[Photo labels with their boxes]

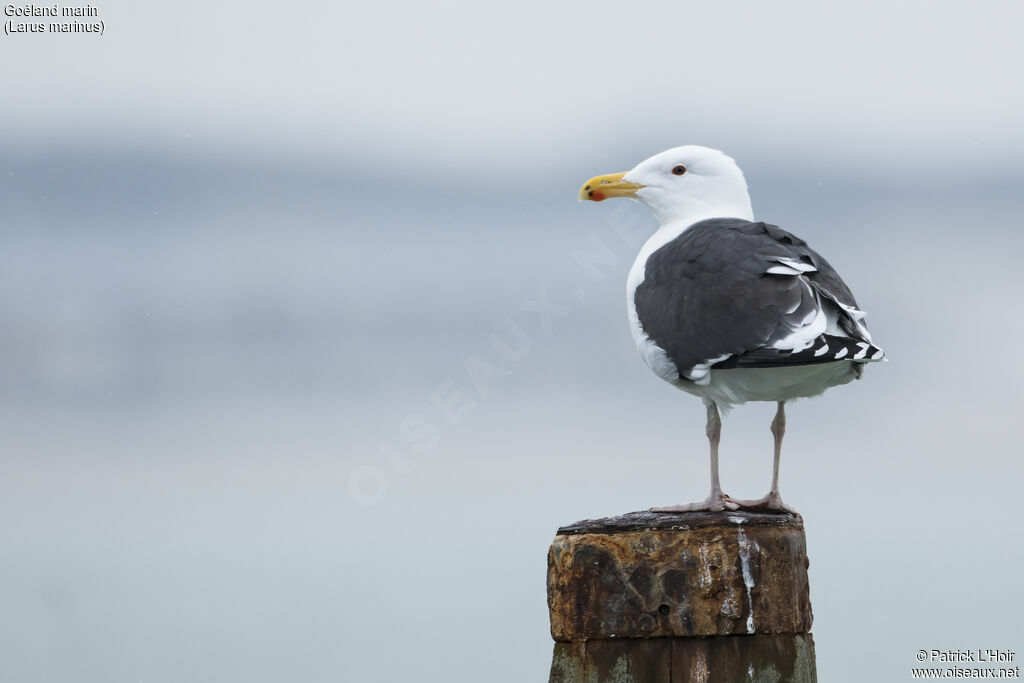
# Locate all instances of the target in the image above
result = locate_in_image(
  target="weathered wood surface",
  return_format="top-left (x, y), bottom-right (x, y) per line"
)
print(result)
top-left (549, 633), bottom-right (817, 683)
top-left (548, 512), bottom-right (812, 643)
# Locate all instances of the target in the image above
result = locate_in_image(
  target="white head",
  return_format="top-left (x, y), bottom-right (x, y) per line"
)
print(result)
top-left (580, 144), bottom-right (754, 227)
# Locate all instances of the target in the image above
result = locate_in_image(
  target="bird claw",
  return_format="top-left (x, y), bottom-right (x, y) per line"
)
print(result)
top-left (650, 494), bottom-right (800, 517)
top-left (730, 493), bottom-right (800, 517)
top-left (650, 493), bottom-right (739, 512)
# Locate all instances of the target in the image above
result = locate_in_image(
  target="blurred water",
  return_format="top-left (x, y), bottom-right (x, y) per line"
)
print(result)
top-left (0, 150), bottom-right (1024, 682)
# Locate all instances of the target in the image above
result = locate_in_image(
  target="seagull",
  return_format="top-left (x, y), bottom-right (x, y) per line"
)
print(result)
top-left (580, 145), bottom-right (885, 514)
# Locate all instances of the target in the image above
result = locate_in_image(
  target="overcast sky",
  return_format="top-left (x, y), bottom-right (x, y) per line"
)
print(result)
top-left (0, 0), bottom-right (1024, 683)
top-left (0, 0), bottom-right (1024, 172)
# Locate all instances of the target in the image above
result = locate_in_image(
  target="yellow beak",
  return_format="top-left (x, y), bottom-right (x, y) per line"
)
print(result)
top-left (580, 173), bottom-right (643, 202)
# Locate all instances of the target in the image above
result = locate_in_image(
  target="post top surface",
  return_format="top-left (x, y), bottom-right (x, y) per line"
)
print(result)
top-left (556, 510), bottom-right (804, 536)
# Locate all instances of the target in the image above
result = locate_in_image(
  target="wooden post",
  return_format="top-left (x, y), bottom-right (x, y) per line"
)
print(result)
top-left (548, 511), bottom-right (817, 683)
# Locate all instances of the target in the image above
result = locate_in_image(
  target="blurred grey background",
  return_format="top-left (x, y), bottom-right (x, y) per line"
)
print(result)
top-left (0, 1), bottom-right (1024, 683)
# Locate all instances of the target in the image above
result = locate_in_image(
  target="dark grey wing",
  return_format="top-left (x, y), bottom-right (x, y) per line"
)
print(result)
top-left (634, 218), bottom-right (870, 381)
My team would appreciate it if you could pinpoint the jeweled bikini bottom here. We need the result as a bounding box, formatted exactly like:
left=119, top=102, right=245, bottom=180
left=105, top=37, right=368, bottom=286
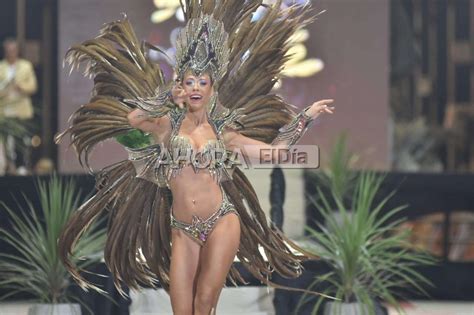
left=171, top=186, right=239, bottom=246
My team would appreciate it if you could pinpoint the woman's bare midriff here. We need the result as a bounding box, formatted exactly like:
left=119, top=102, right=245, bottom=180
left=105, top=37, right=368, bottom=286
left=169, top=166, right=223, bottom=223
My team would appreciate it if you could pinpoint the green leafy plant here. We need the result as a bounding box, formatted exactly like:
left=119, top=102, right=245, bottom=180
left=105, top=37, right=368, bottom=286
left=115, top=129, right=152, bottom=149
left=0, top=175, right=106, bottom=304
left=300, top=171, right=435, bottom=314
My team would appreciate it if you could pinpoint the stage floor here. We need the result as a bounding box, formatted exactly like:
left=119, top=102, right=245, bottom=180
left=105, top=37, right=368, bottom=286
left=0, top=298, right=474, bottom=315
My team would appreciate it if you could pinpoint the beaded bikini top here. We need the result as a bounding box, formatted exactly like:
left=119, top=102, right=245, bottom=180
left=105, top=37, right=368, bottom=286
left=127, top=107, right=244, bottom=188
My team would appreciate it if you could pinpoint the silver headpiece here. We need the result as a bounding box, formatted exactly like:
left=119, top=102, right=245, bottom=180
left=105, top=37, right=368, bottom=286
left=175, top=15, right=230, bottom=83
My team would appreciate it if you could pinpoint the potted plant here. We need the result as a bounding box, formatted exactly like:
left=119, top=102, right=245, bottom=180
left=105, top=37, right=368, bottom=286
left=0, top=175, right=105, bottom=315
left=300, top=171, right=435, bottom=315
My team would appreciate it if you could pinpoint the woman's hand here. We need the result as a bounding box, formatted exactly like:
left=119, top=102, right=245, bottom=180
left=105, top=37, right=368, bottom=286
left=171, top=81, right=188, bottom=108
left=306, top=99, right=335, bottom=119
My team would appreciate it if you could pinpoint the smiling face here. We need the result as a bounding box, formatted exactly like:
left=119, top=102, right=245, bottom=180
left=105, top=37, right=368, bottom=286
left=182, top=72, right=214, bottom=109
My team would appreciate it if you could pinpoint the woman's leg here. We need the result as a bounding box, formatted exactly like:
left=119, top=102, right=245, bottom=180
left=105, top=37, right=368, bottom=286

▶ [Your task]
Pull out each line of the data above that contains the string "blurred", matching case exactly.

▶ [Answer to the task]
  target="blurred water",
  target="blurred grey background",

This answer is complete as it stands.